ASSIGNMENT: Copy out the lines of the listing from the one containing "Query: forehead" onward, through the last, without altering any.

DATA:

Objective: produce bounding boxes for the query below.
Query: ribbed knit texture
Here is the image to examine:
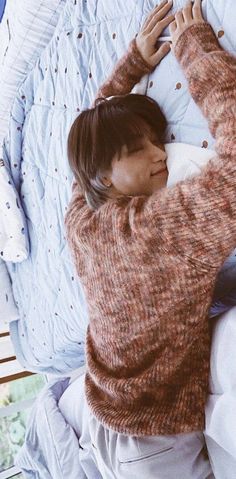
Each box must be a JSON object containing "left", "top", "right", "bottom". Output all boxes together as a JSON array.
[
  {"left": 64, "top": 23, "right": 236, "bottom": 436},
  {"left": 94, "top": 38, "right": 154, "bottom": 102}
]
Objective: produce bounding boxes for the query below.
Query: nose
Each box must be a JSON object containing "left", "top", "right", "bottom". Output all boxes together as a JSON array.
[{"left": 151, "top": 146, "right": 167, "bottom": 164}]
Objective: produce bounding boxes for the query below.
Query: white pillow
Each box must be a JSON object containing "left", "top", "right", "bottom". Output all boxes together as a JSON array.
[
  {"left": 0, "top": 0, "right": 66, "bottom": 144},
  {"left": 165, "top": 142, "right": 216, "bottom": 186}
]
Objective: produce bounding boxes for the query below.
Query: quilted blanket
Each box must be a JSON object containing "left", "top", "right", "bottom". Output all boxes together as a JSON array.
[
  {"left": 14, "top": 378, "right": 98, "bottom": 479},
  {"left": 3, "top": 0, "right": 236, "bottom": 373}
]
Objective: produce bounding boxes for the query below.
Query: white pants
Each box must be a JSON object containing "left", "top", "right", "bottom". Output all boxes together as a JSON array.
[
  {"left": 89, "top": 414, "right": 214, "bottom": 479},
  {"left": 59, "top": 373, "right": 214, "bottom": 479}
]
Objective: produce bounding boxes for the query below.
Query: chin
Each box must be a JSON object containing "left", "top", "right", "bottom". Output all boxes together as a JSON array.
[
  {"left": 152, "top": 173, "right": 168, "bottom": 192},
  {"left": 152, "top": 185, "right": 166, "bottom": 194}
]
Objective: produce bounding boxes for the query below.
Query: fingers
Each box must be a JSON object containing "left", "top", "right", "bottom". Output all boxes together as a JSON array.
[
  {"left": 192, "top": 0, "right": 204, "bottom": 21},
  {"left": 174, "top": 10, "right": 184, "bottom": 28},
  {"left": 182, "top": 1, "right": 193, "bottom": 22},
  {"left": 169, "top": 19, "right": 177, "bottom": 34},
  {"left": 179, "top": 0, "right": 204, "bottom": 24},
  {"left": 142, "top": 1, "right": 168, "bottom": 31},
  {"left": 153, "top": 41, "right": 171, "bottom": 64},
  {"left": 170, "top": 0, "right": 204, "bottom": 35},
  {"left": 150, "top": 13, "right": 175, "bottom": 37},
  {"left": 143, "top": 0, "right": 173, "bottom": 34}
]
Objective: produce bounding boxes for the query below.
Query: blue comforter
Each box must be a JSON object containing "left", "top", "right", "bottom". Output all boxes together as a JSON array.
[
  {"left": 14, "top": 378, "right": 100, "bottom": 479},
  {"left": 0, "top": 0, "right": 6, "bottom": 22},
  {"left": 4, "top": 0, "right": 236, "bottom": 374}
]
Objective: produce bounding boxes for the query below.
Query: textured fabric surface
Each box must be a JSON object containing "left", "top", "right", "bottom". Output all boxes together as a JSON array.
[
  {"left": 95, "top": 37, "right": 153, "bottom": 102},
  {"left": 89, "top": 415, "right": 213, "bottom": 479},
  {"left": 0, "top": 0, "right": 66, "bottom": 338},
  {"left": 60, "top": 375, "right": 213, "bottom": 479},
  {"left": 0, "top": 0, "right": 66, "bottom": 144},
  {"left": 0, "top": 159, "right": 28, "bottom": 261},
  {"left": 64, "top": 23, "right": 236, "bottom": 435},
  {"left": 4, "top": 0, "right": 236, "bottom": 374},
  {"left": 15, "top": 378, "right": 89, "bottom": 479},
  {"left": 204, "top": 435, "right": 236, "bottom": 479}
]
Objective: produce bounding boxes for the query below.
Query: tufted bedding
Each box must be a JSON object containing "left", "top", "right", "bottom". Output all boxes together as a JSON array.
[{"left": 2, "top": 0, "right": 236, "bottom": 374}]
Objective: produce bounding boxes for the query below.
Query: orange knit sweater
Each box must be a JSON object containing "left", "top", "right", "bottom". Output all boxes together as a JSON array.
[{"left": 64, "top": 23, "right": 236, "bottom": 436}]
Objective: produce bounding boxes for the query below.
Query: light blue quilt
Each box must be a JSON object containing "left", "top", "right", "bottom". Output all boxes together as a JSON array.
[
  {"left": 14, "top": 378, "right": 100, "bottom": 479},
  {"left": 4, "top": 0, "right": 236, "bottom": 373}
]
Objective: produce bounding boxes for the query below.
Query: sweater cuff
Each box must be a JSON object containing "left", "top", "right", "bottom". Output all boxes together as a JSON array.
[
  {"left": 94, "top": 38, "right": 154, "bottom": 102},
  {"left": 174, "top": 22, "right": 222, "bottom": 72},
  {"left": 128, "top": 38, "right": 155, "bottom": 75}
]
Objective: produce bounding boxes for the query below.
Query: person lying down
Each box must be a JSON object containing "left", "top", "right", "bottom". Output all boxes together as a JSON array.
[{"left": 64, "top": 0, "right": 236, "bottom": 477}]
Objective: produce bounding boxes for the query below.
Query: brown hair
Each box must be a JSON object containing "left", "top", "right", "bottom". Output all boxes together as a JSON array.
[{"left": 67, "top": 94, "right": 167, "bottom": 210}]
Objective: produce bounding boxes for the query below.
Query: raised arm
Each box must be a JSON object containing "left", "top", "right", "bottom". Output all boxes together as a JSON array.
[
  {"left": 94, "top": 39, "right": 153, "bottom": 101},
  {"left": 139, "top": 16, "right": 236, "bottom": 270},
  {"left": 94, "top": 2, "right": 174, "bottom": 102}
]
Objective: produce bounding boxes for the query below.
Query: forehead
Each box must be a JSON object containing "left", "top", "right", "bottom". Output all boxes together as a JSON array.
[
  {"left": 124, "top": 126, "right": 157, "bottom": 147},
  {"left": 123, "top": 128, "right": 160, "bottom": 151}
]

ANSWER FOR THE TASK:
Query: forehead
Each box must be a JSON object containing "left", "top", "right", "bottom". Output all boxes together as a JSON array.
[
  {"left": 124, "top": 126, "right": 157, "bottom": 147},
  {"left": 123, "top": 128, "right": 160, "bottom": 151}
]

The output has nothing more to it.